Records from a data collection
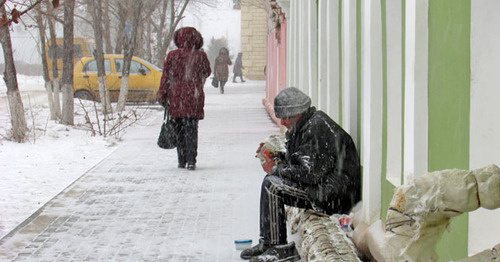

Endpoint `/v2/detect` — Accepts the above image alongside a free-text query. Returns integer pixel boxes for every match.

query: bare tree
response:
[0,4,28,142]
[116,0,143,112]
[35,1,57,120]
[102,0,113,54]
[61,0,75,125]
[47,3,62,119]
[0,0,58,142]
[88,0,112,115]
[157,0,190,66]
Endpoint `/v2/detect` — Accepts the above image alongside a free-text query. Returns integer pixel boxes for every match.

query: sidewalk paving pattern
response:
[0,82,279,261]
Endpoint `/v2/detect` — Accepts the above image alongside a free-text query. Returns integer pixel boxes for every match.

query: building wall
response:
[241,1,268,80]
[468,0,500,254]
[277,0,500,261]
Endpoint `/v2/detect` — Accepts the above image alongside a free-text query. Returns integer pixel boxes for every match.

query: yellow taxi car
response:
[73,55,162,103]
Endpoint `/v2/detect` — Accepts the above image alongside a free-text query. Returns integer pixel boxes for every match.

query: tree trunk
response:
[144,16,153,62]
[0,5,28,143]
[102,0,113,54]
[158,0,190,65]
[47,11,62,119]
[116,0,143,113]
[35,6,57,120]
[155,0,169,68]
[62,0,75,125]
[115,2,127,54]
[88,0,112,115]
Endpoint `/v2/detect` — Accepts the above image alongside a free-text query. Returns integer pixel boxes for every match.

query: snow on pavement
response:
[0,81,279,261]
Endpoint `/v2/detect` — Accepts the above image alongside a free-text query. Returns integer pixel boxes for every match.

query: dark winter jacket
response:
[272,107,361,215]
[214,47,233,82]
[233,53,245,76]
[158,27,212,119]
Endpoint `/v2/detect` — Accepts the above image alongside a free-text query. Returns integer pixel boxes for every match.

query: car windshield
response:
[136,57,163,71]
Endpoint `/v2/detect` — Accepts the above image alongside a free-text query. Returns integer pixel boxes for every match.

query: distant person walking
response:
[158,27,212,170]
[233,52,245,83]
[214,47,233,94]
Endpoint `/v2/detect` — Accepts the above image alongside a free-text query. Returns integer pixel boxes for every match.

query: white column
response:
[361,1,383,224]
[404,0,429,182]
[469,0,500,255]
[386,0,403,186]
[276,0,293,87]
[318,0,332,111]
[326,0,342,121]
[305,1,318,105]
[341,1,359,139]
[297,1,311,95]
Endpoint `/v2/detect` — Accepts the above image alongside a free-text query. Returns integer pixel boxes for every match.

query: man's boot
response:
[250,242,300,262]
[240,239,269,259]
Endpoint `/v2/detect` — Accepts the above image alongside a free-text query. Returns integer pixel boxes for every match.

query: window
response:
[115,58,151,74]
[83,59,111,74]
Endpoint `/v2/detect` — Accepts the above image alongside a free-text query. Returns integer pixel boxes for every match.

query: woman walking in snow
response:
[233,52,245,83]
[158,27,212,170]
[214,47,233,94]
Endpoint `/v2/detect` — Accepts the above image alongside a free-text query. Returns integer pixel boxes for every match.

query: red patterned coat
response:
[158,27,212,119]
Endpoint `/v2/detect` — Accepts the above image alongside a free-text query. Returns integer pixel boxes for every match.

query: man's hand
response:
[262,150,276,174]
[255,142,264,154]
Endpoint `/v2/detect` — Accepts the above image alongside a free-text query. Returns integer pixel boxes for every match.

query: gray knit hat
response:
[274,87,311,118]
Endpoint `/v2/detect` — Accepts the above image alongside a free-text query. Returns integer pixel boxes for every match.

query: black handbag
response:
[212,76,219,88]
[157,107,178,149]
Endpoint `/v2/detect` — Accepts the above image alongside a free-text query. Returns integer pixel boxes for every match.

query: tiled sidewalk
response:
[0,84,279,261]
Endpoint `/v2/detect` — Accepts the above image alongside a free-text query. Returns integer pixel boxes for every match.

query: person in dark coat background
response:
[240,87,361,262]
[158,27,212,170]
[233,52,245,83]
[214,47,233,94]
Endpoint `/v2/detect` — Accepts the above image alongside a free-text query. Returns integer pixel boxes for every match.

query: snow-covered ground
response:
[0,75,159,238]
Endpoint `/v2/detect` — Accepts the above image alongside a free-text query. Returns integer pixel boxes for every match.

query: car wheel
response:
[75,90,94,101]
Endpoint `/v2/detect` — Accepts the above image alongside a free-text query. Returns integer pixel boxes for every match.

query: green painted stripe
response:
[401,0,406,185]
[338,0,344,126]
[356,0,363,155]
[380,0,392,221]
[428,0,471,261]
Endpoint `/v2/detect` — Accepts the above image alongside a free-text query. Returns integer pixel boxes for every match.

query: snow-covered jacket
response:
[158,27,212,119]
[272,107,361,215]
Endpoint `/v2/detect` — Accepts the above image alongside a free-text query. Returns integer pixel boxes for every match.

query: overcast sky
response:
[0,0,241,64]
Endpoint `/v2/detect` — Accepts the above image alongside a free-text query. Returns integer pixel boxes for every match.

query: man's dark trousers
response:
[260,175,312,245]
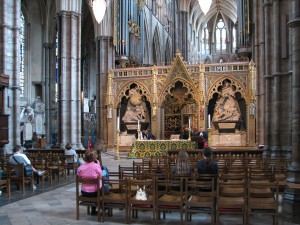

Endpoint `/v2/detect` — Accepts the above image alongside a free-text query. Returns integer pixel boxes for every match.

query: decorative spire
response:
[198,0,212,15]
[89,0,109,23]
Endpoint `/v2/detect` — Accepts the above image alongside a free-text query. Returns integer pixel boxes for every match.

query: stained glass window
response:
[55,32,59,102]
[19,12,25,98]
[216,19,226,51]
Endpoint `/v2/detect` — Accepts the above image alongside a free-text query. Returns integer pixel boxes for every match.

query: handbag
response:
[13,156,33,177]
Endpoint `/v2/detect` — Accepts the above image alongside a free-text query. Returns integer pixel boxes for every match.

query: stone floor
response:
[0,153,300,225]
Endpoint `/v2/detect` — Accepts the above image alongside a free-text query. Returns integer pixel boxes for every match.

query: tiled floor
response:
[0,153,299,225]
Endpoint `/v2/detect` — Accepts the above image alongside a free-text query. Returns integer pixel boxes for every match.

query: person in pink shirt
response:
[77,150,102,215]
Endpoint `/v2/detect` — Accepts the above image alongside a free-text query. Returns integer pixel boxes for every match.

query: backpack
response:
[101,166,109,194]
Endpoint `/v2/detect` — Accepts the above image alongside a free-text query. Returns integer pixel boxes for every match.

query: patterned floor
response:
[0,153,299,225]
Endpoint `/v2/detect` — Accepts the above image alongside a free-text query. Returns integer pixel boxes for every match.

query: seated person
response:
[9,145,45,176]
[65,143,82,166]
[180,127,190,140]
[145,129,155,140]
[172,151,194,174]
[135,130,147,140]
[77,150,102,215]
[198,147,219,174]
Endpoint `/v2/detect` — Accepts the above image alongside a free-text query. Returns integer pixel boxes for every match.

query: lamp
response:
[198,0,212,15]
[90,0,109,23]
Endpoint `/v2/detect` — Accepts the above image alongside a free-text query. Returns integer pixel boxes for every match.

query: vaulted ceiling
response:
[189,0,237,32]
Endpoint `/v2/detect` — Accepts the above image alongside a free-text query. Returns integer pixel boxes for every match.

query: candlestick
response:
[117,116,120,130]
[115,130,120,160]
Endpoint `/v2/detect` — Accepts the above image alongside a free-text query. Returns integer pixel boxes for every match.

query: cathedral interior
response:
[0,0,300,221]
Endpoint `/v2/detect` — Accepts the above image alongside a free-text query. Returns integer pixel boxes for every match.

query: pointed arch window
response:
[232,27,236,51]
[55,31,59,102]
[19,12,25,98]
[202,24,209,54]
[216,19,226,51]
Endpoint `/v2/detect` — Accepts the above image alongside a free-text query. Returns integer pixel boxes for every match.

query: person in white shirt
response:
[65,143,82,166]
[9,145,45,176]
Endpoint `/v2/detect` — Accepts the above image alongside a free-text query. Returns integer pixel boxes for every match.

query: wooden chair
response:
[155,178,185,224]
[101,177,128,223]
[216,180,247,224]
[128,179,155,223]
[247,181,279,225]
[184,177,216,224]
[0,179,11,198]
[76,175,104,222]
[31,156,52,188]
[46,155,67,182]
[7,163,35,194]
[65,155,78,177]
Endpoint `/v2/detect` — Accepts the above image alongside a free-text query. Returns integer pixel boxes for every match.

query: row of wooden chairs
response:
[0,154,78,197]
[76,175,278,224]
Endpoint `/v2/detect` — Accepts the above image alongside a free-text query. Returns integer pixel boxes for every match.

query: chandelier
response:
[89,0,109,23]
[198,0,212,15]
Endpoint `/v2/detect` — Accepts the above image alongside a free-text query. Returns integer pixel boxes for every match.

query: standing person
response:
[8,145,45,189]
[65,143,82,166]
[77,150,102,215]
[9,145,45,176]
[198,147,219,174]
[145,129,155,140]
[197,127,208,149]
[180,126,190,140]
[172,151,194,175]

_What is required_
Starting at the beginning of the listing and ending at the line containing "[0,0,58,142]", reproduce those lines with "bare tree" changed to "leafless tree" and everything else left as is. Omit the pictures.

_Result_
Endpoint `/v2/detect` — Accepts the above image alongside a free-text query. Returns integer pixel boxes for every match.

query: leafless tree
response:
[0,4,28,142]
[116,0,143,112]
[35,1,57,120]
[102,0,113,54]
[61,0,75,125]
[47,3,62,119]
[0,0,58,142]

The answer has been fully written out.